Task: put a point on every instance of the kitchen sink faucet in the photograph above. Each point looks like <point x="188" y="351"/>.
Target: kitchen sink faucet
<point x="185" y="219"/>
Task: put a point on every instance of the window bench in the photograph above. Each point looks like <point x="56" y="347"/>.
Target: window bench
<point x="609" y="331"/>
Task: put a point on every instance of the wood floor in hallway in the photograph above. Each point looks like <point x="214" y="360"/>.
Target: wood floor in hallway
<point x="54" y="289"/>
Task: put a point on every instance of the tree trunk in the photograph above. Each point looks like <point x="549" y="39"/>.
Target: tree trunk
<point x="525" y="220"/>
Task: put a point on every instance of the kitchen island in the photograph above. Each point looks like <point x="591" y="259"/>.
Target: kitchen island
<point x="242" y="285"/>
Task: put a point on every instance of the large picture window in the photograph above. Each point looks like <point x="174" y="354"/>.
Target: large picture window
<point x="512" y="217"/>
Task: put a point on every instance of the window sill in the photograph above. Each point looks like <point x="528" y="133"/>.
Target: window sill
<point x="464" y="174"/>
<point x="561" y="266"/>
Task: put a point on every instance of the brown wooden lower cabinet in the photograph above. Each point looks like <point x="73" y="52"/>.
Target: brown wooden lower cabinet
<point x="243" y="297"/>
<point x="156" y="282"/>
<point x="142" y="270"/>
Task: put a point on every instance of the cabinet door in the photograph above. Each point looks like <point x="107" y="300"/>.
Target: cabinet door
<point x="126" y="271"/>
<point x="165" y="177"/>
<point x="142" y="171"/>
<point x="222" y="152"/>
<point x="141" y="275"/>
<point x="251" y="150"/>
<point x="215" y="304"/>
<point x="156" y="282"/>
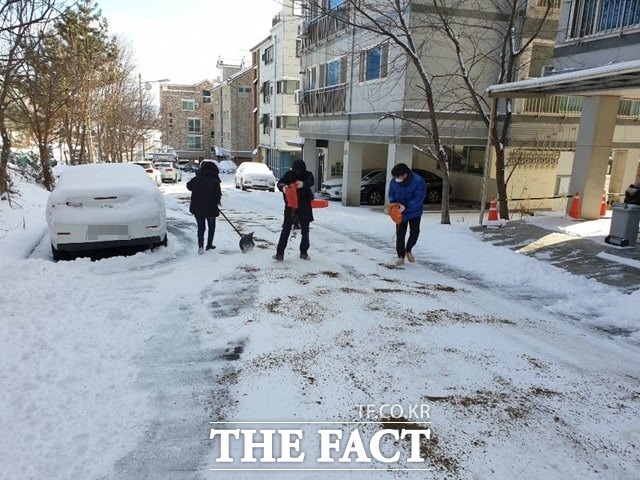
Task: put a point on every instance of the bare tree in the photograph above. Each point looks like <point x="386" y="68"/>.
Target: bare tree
<point x="20" y="21"/>
<point x="453" y="49"/>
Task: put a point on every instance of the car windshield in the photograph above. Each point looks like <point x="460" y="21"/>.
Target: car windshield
<point x="377" y="177"/>
<point x="254" y="167"/>
<point x="369" y="175"/>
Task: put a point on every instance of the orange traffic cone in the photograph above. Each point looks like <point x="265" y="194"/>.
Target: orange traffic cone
<point x="574" y="211"/>
<point x="603" y="204"/>
<point x="493" y="211"/>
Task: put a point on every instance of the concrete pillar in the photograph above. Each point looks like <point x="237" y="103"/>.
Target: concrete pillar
<point x="352" y="174"/>
<point x="397" y="153"/>
<point x="310" y="157"/>
<point x="593" y="146"/>
<point x="623" y="171"/>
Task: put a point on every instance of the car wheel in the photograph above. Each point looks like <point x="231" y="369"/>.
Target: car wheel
<point x="375" y="197"/>
<point x="433" y="196"/>
<point x="59" y="254"/>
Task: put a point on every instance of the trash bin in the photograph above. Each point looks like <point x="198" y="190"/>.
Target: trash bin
<point x="624" y="225"/>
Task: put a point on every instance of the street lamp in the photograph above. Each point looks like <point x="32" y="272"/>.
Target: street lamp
<point x="147" y="86"/>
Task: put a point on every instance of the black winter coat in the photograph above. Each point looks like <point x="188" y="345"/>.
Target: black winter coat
<point x="305" y="194"/>
<point x="205" y="194"/>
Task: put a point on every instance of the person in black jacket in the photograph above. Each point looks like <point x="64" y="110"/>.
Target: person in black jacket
<point x="302" y="180"/>
<point x="205" y="197"/>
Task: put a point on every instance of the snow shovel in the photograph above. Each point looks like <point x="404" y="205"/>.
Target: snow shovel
<point x="246" y="241"/>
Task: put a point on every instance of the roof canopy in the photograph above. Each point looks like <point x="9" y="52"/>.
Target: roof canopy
<point x="619" y="79"/>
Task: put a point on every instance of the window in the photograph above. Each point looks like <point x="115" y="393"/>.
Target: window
<point x="287" y="86"/>
<point x="466" y="159"/>
<point x="373" y="63"/>
<point x="288" y="122"/>
<point x="194" y="125"/>
<point x="297" y="8"/>
<point x="266" y="123"/>
<point x="311" y="78"/>
<point x="267" y="56"/>
<point x="541" y="55"/>
<point x="266" y="92"/>
<point x="194" y="142"/>
<point x="335" y="72"/>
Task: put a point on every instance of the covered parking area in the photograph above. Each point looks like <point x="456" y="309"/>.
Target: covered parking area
<point x="603" y="87"/>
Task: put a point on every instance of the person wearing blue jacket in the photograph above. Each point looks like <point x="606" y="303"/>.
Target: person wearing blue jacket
<point x="409" y="190"/>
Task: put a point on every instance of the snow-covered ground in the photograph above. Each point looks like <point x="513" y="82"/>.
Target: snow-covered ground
<point x="115" y="368"/>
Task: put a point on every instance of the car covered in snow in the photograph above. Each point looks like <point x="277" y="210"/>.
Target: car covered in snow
<point x="256" y="176"/>
<point x="104" y="205"/>
<point x="227" y="166"/>
<point x="169" y="172"/>
<point x="332" y="188"/>
<point x="152" y="171"/>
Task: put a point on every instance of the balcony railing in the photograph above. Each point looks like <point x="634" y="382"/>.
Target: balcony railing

::::::::

▶ [PROBLEM]
Output the material word for word, omitting its pictures.

▶ [FINAL RESULT]
Task: put a point on every instance of the kitchen sink faucet in the photograph above. Each point looks like <point x="188" y="351"/>.
Target: kitchen sink faucet
<point x="185" y="219"/>
Task: put a point on every instance of the window bench in the photograph above. Each point looks like <point x="56" y="347"/>.
Target: window bench
<point x="609" y="331"/>
Task: put a point on every instance of the wood floor in hallway in the photograph above. Each point looks like <point x="214" y="360"/>.
Target: wood floor in hallway
<point x="54" y="289"/>
Task: put a point on every instance of the tree trunk in the photograph above. Each point looks like <point x="549" y="39"/>.
Target: tree trunk
<point x="525" y="220"/>
Task: put a point on every instance of the kitchen island in the photograph above. Each point looks like <point x="591" y="259"/>.
Target: kitchen island
<point x="242" y="285"/>
Task: put a point on every instance of the large picture window in the photograph above. Each point looks like <point x="174" y="354"/>.
Target: large picture window
<point x="512" y="217"/>
Task: put a point on every instance of the window sill in the photograph above. Each point looks like <point x="528" y="133"/>.
Target: window sill
<point x="464" y="174"/>
<point x="561" y="266"/>
Task: put a point on every instance of the brown wooden lower cabinet in the photograph above. Each point looks like <point x="73" y="52"/>.
Target: brown wooden lower cabinet
<point x="243" y="297"/>
<point x="156" y="282"/>
<point x="142" y="270"/>
Task: put a point on every instance of the cabinet door in the photograph above. Each point looks like <point x="107" y="300"/>.
Target: cabinet door
<point x="126" y="271"/>
<point x="165" y="177"/>
<point x="142" y="171"/>
<point x="222" y="152"/>
<point x="141" y="275"/>
<point x="251" y="150"/>
<point x="215" y="304"/>
<point x="156" y="282"/>
Task: put a point on every instance of the bare tree in the photograph above. Each point looks like <point x="386" y="68"/>.
Target: bare tree
<point x="20" y="21"/>
<point x="453" y="49"/>
Task: put a point on every instance of the car windshield in the photograph above. Each point looks like <point x="460" y="21"/>.
Target: car windshield
<point x="377" y="177"/>
<point x="254" y="167"/>
<point x="369" y="175"/>
Task: put a point on every instance of the orange traffic cone in the photograph above. Each point looks like <point x="265" y="194"/>.
Target: orange traffic cone
<point x="574" y="211"/>
<point x="603" y="204"/>
<point x="493" y="211"/>
Task: put a point on every instance of the concrete pillar in the photograph above. Each point looks like <point x="237" y="103"/>.
Target: concrete pillar
<point x="352" y="174"/>
<point x="397" y="153"/>
<point x="310" y="157"/>
<point x="593" y="146"/>
<point x="623" y="171"/>
Task: put a point on every instance of the car wheel in the photograph above. Each point looks like <point x="231" y="369"/>.
Target: car wheel
<point x="375" y="197"/>
<point x="433" y="196"/>
<point x="59" y="254"/>
Task: put a point on every instance of the trash bin in the photograph above. Each point looks like <point x="198" y="190"/>.
Target: trash bin
<point x="624" y="225"/>
Task: put a point on every instance of the street lamp in the photograph above. Each point looks like <point x="32" y="272"/>.
Target: street lamp
<point x="147" y="86"/>
Task: put a point on every instance of the black winter coat in the photograph above. Each point looks like <point x="188" y="345"/>.
Target: black winter coat
<point x="305" y="194"/>
<point x="205" y="194"/>
Task: put a point on every instance of the person in black jacket in the photograph above. Each point looks like <point x="64" y="110"/>.
Target: person in black jacket
<point x="302" y="180"/>
<point x="205" y="197"/>
Task: put a point on every instance of the snow shovel in the photograph above. Each point looks like <point x="404" y="205"/>.
Target: snow shovel
<point x="246" y="241"/>
Task: put a point on every instance of the roof canopy in the photograph above. Each point looks like <point x="9" y="52"/>.
Target: roof canopy
<point x="619" y="79"/>
Task: put a point on every instance of the window in the photograph above. Each point looks like <point x="115" y="393"/>.
Target: window
<point x="287" y="86"/>
<point x="466" y="159"/>
<point x="373" y="63"/>
<point x="288" y="122"/>
<point x="194" y="125"/>
<point x="297" y="8"/>
<point x="266" y="123"/>
<point x="311" y="78"/>
<point x="267" y="56"/>
<point x="541" y="55"/>
<point x="266" y="92"/>
<point x="194" y="142"/>
<point x="335" y="72"/>
Task: put a point on every instance of the covered parking area in the photograph above. Each point looks like <point x="456" y="309"/>.
Target: covered parking area
<point x="603" y="87"/>
Task: put a point on every instance of the person wearing blue jacket in the photograph above. Each point looks like <point x="606" y="303"/>.
Target: person wearing blue jacket
<point x="409" y="190"/>
Task: put a point on every instance of the snow-covered ground in the photograph above. Each point looks like <point x="513" y="82"/>.
Target: snow-covered ground
<point x="115" y="368"/>
Task: put a point on every instance of the car covered in snow in the photograph above. Each point looks like <point x="277" y="210"/>.
Target: car covered in snow
<point x="256" y="176"/>
<point x="104" y="205"/>
<point x="227" y="166"/>
<point x="169" y="172"/>
<point x="332" y="188"/>
<point x="152" y="171"/>
Task: put a point on every instance of the balcony railing in the photograph above. Each point looks like <point x="634" y="382"/>.
Target: balcony railing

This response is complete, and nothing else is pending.